_SOURCE PASSAGE_
---------------

Action two: learning
------
After discarding some:
It's a reaction or an action 'in the moment', improvised
<He generally comes up with beats on the fly taking cues from Steven's routines.  (phraze.it)>
-------

QUOTE="Beryl from Northallerton, post: 12453453, member: 526942"]Well, 'on the fly' does not simply have the one meaning.

I would suggest that you interpret 'on the fly' as *'as it goes along'*.[/QUOTE]

That's an action in an action.
-------
<With no father on the scene, the boys had to emulate men, to learn on the fly.>  phraze.it
Emulate is an action, learning while emulating also. Two actions.
One could even say that 'On the fly' = 'in the action' here, and in other sentences.
-------
WR Eng-Sp 'on the fly' thread:

Question:



Kiyoboy said:


> Que quiere decir "on the fly" podria ser: "en directo"?
> un ejemplo: *These cameras have to be calibrated* *on-the-fly* *using calibration pattern in the scene.*



Answer:


allende said:


> Hola!
> _In colloquial use, on the fly means something created when needed, and generally involving haste or carelessness. The phrase is used to explain that something wasn't planned ahead._
> On the fly - Wikipedia
> *on-the-fly = sobre la marcha, al vuelo, al instante*
> http://www.babylon.com/definition/on the fly/Spanish
> ¡Espero que te ayude!


----------
 Yesterday I actualized the entrance 'on the fly' in my personal Vocabulary, adding 'nebenbei, im Vorbeigehen, to the existing "en passant-sobre la marcha- στο δρόμο  - καθ' οδόν"

That's because I'm adding German here and there.


----------

---------------

_WHAT THE EXERCISE ASKS_
Please decide whether each statement agrees with the 'on the fly' thread, answering yes or no and quoting the words from the thread that settle it. (a) The quoted Wikipedia definition says colloquial use of on the fly generally involves haste or carelessness. (b) Beryl suggests reading 'on the fly' as 'in the moment'. (c) Kiyoboy's example concerns cameras that must be calibrated on the fly. You won't need the listing that comes next.

---------------

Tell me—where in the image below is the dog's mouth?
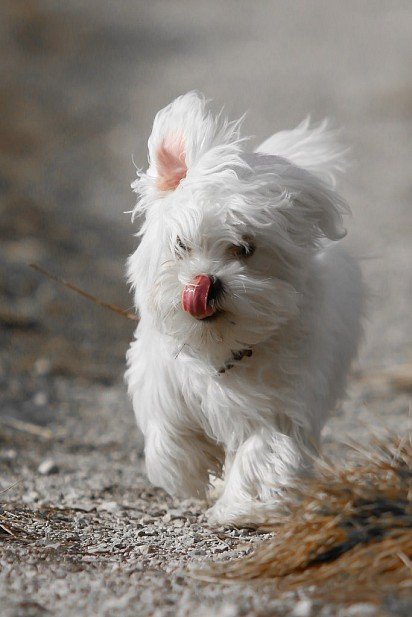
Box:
[198,310,224,323]
[182,274,223,321]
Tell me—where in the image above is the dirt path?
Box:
[0,0,412,617]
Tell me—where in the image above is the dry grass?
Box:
[196,440,412,602]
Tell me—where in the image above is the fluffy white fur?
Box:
[126,92,362,525]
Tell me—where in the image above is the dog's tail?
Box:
[256,118,348,186]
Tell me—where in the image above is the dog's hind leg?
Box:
[208,431,313,527]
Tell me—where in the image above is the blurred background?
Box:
[0,0,412,615]
[0,0,412,442]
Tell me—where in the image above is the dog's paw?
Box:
[206,500,278,529]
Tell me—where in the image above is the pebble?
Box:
[37,458,60,476]
[292,599,313,617]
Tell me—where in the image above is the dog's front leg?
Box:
[145,423,222,498]
[208,431,312,527]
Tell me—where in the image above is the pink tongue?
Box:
[182,274,216,319]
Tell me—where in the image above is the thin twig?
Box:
[0,417,54,439]
[29,264,139,321]
[0,480,22,495]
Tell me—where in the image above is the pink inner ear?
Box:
[156,135,187,191]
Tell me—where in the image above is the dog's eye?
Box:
[175,236,191,256]
[229,238,256,259]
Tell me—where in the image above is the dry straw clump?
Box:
[197,440,412,601]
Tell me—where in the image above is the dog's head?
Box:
[128,93,344,364]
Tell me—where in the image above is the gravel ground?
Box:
[0,0,412,617]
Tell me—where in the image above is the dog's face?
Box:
[129,95,346,365]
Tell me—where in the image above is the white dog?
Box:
[126,92,362,525]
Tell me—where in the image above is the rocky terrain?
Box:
[0,0,412,617]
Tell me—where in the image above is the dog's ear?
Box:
[154,134,187,191]
[148,92,205,192]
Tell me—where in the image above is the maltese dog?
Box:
[126,92,362,525]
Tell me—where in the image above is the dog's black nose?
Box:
[207,274,223,305]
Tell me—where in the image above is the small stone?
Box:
[37,458,60,476]
[98,501,120,513]
[292,599,313,617]
[342,602,377,617]
[33,392,47,407]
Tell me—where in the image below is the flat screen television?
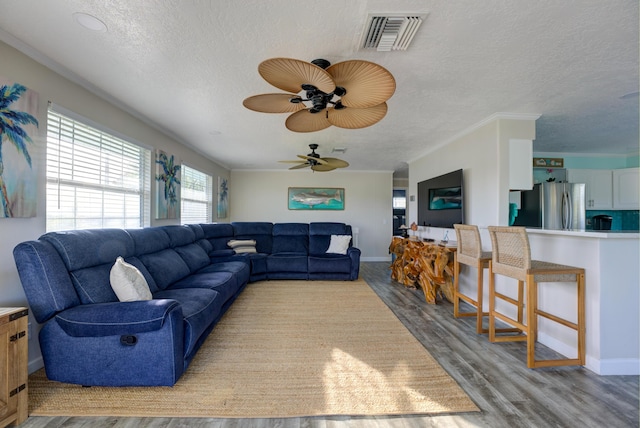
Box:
[418,169,464,228]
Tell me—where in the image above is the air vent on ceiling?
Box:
[361,14,427,51]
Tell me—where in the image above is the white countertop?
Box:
[527,228,640,239]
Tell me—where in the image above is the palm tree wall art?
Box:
[156,150,180,219]
[0,78,38,218]
[217,177,229,218]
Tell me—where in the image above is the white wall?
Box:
[407,114,535,234]
[229,170,393,261]
[0,42,229,371]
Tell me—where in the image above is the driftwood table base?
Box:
[389,237,456,304]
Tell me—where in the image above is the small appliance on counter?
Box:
[591,214,611,230]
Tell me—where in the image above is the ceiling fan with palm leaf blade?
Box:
[280,144,349,172]
[243,58,396,132]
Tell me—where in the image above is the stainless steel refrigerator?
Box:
[514,183,586,229]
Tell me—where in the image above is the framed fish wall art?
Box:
[288,187,344,211]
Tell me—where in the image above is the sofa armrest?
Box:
[55,299,182,337]
[347,247,361,281]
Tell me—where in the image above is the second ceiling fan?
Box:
[280,144,349,172]
[243,58,396,132]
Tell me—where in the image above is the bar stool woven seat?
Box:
[489,226,585,368]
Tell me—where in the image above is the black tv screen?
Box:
[418,169,464,228]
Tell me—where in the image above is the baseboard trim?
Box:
[360,256,391,262]
[538,332,640,376]
[27,356,44,374]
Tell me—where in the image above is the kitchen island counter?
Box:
[527,228,640,375]
[527,227,640,239]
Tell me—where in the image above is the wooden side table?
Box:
[389,237,457,304]
[0,308,29,427]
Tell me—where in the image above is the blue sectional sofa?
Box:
[14,222,360,386]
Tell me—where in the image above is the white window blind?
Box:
[180,165,213,224]
[46,106,151,231]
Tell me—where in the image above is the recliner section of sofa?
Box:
[14,222,360,386]
[14,226,249,386]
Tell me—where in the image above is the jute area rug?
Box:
[29,280,478,418]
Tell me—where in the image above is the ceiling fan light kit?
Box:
[243,58,396,132]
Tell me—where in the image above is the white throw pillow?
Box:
[227,239,256,254]
[327,235,351,254]
[109,257,152,302]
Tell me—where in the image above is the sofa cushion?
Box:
[55,300,179,337]
[167,272,239,303]
[267,253,308,272]
[198,260,251,287]
[13,241,80,323]
[109,257,151,302]
[201,223,234,252]
[309,222,351,254]
[174,244,211,272]
[70,261,118,305]
[227,239,257,254]
[231,221,273,254]
[327,235,351,254]
[127,227,171,256]
[40,229,135,271]
[161,225,196,248]
[138,249,190,289]
[153,288,224,356]
[309,253,351,273]
[271,223,309,255]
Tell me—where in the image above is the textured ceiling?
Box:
[0,0,640,176]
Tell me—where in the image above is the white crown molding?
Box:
[533,151,640,158]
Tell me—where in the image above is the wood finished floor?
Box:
[21,262,640,428]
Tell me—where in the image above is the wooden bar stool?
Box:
[489,226,585,368]
[453,224,491,334]
[453,224,523,334]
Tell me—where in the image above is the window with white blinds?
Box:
[180,165,213,224]
[46,106,151,231]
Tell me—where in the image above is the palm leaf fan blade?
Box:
[322,158,349,168]
[258,58,336,93]
[311,165,336,172]
[327,60,396,108]
[242,94,305,113]
[328,103,387,129]
[289,162,311,169]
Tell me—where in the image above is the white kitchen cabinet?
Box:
[613,168,640,210]
[567,169,613,210]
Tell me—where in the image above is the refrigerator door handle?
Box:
[562,190,573,229]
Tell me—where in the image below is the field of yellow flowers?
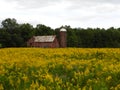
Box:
[0,48,120,90]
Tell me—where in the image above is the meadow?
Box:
[0,48,120,90]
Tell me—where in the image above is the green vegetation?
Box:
[0,48,120,90]
[0,18,120,48]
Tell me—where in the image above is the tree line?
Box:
[0,18,120,48]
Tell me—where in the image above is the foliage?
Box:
[0,48,120,90]
[0,18,120,48]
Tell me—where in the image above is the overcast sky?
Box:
[0,0,120,28]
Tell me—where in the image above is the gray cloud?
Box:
[1,0,120,26]
[5,0,120,8]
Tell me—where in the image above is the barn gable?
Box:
[27,28,67,48]
[27,35,59,48]
[33,35,56,42]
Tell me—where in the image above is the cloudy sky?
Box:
[0,0,120,28]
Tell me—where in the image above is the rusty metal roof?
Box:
[34,35,56,42]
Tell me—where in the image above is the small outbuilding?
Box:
[27,28,67,48]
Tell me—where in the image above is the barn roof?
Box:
[34,35,56,42]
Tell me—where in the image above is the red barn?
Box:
[27,29,67,48]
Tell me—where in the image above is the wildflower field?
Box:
[0,48,120,90]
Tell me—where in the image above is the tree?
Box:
[35,24,55,35]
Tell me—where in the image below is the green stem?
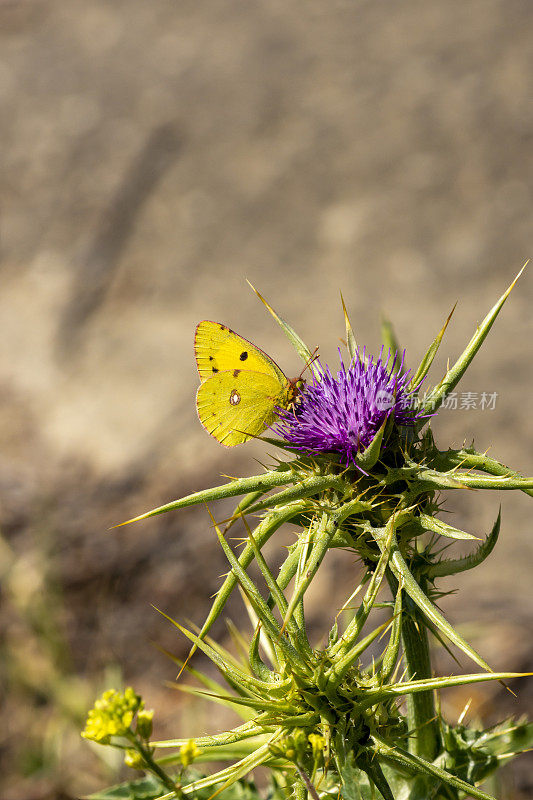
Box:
[394,581,440,761]
[128,734,181,796]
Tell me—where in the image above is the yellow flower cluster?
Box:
[82,686,144,744]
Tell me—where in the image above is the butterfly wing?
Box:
[194,320,288,384]
[196,370,288,447]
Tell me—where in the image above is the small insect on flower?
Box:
[194,320,300,447]
[274,348,421,465]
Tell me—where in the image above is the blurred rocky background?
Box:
[0,0,533,800]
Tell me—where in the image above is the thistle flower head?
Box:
[82,686,144,744]
[275,348,422,464]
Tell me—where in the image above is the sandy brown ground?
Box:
[0,0,533,800]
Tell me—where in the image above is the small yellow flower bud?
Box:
[81,686,144,744]
[307,733,326,758]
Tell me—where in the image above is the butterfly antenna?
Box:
[291,346,320,383]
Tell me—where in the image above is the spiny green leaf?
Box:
[381,314,402,372]
[373,735,496,800]
[113,470,298,528]
[341,292,361,361]
[425,507,502,579]
[86,775,167,800]
[373,531,492,672]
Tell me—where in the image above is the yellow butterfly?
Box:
[194,320,298,447]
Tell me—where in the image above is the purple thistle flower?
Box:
[274,347,427,465]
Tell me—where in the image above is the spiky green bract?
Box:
[97,276,533,800]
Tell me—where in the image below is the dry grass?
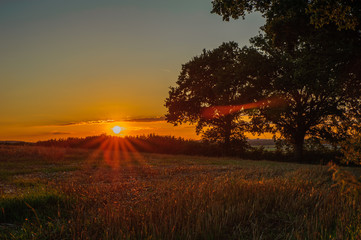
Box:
[0,147,361,239]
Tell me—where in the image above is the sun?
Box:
[112,126,122,134]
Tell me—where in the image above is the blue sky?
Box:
[0,0,264,141]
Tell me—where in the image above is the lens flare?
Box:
[202,97,285,119]
[112,126,122,134]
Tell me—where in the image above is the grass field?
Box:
[0,146,361,239]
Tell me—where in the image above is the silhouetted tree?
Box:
[165,42,259,152]
[213,0,361,160]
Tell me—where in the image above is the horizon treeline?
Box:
[34,133,341,164]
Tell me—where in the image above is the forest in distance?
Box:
[0,0,361,240]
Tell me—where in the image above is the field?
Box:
[0,146,361,239]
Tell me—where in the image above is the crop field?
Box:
[0,146,361,239]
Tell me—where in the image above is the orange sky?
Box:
[0,0,264,141]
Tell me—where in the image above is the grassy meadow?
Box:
[0,146,361,239]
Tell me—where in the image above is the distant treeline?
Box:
[35,134,340,164]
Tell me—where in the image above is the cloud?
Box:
[50,132,71,135]
[125,117,165,122]
[56,119,115,126]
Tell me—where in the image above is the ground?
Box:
[0,146,361,239]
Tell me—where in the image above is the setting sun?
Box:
[112,126,122,134]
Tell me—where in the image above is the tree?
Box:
[165,42,258,150]
[213,0,361,160]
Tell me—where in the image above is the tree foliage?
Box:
[165,42,260,148]
[213,0,361,160]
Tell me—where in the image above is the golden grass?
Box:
[0,145,361,239]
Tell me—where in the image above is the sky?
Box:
[0,0,264,141]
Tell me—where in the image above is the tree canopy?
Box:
[213,0,361,160]
[165,42,259,151]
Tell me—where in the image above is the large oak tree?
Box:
[165,42,260,150]
[213,0,361,160]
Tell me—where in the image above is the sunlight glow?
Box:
[112,126,122,134]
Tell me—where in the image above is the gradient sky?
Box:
[0,0,264,141]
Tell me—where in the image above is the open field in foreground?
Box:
[0,146,361,239]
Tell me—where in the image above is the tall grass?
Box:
[0,145,361,239]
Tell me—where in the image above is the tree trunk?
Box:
[224,119,232,155]
[294,134,305,162]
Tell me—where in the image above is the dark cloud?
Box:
[126,117,165,122]
[50,132,71,135]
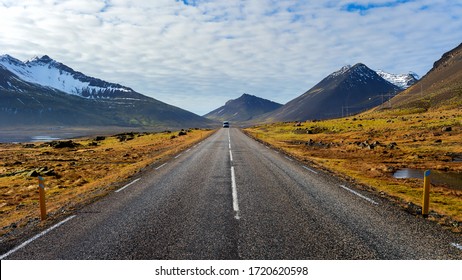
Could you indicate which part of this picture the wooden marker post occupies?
[38,176,47,221]
[422,170,430,218]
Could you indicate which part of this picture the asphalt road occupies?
[0,128,462,260]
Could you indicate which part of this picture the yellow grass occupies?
[0,130,213,236]
[245,109,462,230]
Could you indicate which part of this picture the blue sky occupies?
[0,0,462,115]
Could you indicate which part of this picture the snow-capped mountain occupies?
[262,63,401,122]
[0,55,214,130]
[0,55,143,99]
[376,70,419,89]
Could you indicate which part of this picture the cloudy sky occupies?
[0,0,462,115]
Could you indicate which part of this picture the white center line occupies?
[115,178,141,192]
[340,185,378,205]
[0,215,76,260]
[302,165,318,174]
[156,163,167,170]
[231,166,239,220]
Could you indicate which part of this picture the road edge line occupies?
[0,215,77,260]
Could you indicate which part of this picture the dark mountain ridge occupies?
[388,44,462,110]
[204,93,282,122]
[259,63,400,122]
[0,56,216,129]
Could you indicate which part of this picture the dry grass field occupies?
[0,130,213,238]
[245,109,462,232]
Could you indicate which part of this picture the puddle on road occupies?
[393,168,462,190]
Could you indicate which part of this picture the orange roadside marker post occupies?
[422,170,430,218]
[38,176,47,221]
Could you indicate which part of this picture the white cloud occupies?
[0,0,462,114]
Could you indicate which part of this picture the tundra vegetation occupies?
[0,129,213,239]
[245,108,462,232]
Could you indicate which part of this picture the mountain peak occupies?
[0,55,145,99]
[204,93,282,122]
[26,55,56,64]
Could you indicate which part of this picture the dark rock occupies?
[22,144,35,148]
[27,169,40,177]
[48,140,81,149]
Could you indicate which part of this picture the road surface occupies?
[0,128,462,260]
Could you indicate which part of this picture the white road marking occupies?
[0,215,76,260]
[115,178,141,192]
[340,185,378,205]
[451,243,462,250]
[302,165,318,174]
[156,163,167,170]
[231,166,239,220]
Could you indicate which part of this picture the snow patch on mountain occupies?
[0,55,135,98]
[376,70,419,89]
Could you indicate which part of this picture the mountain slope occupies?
[204,93,282,121]
[261,63,400,122]
[0,56,217,129]
[0,55,145,99]
[377,70,419,89]
[391,44,462,110]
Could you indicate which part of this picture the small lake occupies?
[393,168,462,190]
[31,135,61,142]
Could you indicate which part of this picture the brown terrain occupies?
[0,129,213,239]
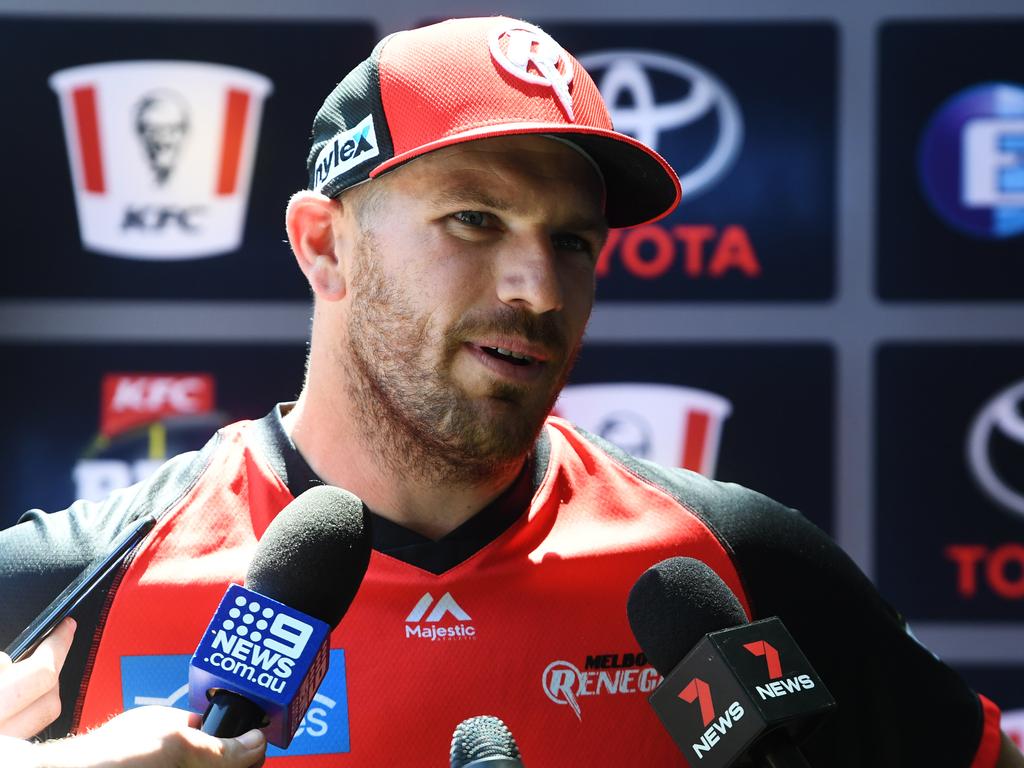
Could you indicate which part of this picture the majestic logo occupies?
[313,115,380,189]
[135,90,188,184]
[541,653,662,720]
[919,83,1024,240]
[50,61,271,260]
[967,380,1024,517]
[121,649,349,757]
[580,49,743,201]
[554,384,732,477]
[488,22,575,122]
[406,592,476,641]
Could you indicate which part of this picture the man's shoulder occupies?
[0,433,220,647]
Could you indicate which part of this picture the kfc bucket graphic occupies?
[554,384,732,477]
[50,61,272,260]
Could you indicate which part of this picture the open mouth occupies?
[480,346,537,366]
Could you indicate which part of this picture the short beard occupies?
[343,232,575,485]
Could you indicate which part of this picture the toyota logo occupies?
[967,381,1024,517]
[580,49,743,200]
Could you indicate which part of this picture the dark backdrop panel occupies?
[540,19,838,301]
[0,17,376,299]
[0,343,305,526]
[876,344,1024,622]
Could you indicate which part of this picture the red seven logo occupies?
[679,677,715,725]
[743,640,782,680]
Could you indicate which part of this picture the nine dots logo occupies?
[221,595,274,643]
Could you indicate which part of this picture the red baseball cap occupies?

---------------

_OUTPUT_
(a) Yes: "generally involving haste or carelessness"
(b) No: "as it goes along"
(c) Yes: "These cameras have to be calibrated"